Problem: An exact, complete copy of the lines below is the expected answer.

(Stored dataset items)
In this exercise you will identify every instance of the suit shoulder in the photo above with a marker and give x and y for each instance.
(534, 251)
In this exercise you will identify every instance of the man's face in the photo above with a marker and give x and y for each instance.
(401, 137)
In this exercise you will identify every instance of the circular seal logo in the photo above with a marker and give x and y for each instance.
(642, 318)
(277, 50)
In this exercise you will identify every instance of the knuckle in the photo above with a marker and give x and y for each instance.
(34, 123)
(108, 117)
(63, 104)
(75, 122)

Result of the task:
In this exercise you will identify every instance of the suit shoulder in the photo above with a marker and give x and y for each instance.
(534, 251)
In this exercise you will identify every instance of the man's face in the photo above with a marker and give x and y for each instance.
(401, 137)
In this exercise you will identify every instance of the circular seal logo in the photo above with a marker and give x and y for each instance.
(642, 318)
(277, 50)
In this exercise you will identify every instance of the knuckle in the photo above with a marker and give x and y for each instance.
(34, 123)
(108, 117)
(63, 104)
(75, 122)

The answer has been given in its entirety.